### ИСХОДНЫЙ ТЕКСТ
↓↓↓

К.Ремчуков― Мне надо туда попасть, тогда я вам сказал. Я не могу смотреть изнутри Белоруссии. Я просто вижу, что там 100 тысяч, говорят, вчера вышло. Они идут. Демонстрационно это выглядит очень здорово. Вот одно дело — инаугурация тайная, другое дело — вот мы народную инаугурацию проводим, что бы за этим не стояло. Вот у нас есть 100 тысяч человек, которые вышли на праздник по случаю инаугурации нашего кандидата. А у вас нет 100 тысяч человек, которые бы пришли на инаугурации. Вы даже скрыли факт инаугурации. То есть моральное поражение Лукашенко здесь очевидно.
Другое дело, что если режим хочет удерживать власть тоталитарными методами, то его это не очень сильно беспокоит. Его беспокоит лояльность, прежде всего, гвардейцев, которые в состоянии арестовывать, хватать, прессовать оппозиционеров, выхватывать руководителей.
Потому что традиционный советский взгляд против диссидентства 70-х годов сложился, и он, если честно, доминирует в представлении, что если ты выдавливаешь человека из страны, то эффект его воздействия на массы в стране резко снижается. Люди, которые уехали, какими бы они политически не были и влиятельными, если они уезжают за границу, как правило, мы о них потом не слышим или слышим на каких-то форумах, но влияния нет, потому что нет ресурса. Они постепенно отрываются от повестки и так далее.

↑↑↑

### ЗАДАНИЯ
(1) Чья лояльность, согласно фрагменту интервью, прежде всего беспокоит режим?
(2) Изложите фрагмент интервью в двух предложениях.
Для этих заданий список не нужен.

### ИСХОДНЫЕ ДАННЫЕ
↓↓↓

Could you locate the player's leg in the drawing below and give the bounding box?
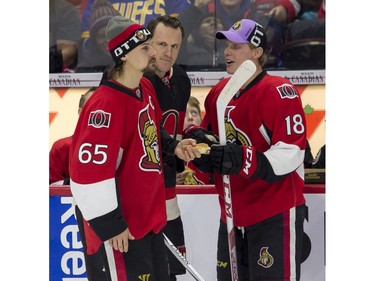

↑↑↑

### ОТВЕТЫ
(1) Лояльность гвардейцев, которые в состоянии арестовывать, хватать и прессовать оппозиционеров.

(2) Ремчуков считает, что на фоне тайной инаугурации вышедшие на народную инаугурацию 100 тысяч человек означают очевидное моральное поражение Лукашенко, однако режим, удерживающий власть тоталитарными методами, беспокоит прежде всего лояльность гвардейцев. По его словам, доминирует сложившийся советский взгляд, что выдавливание человека из страны резко снижает его воздействие на массы, и уехавшие за границу, как правило, теряют влияние, потому что у них нет ресурса.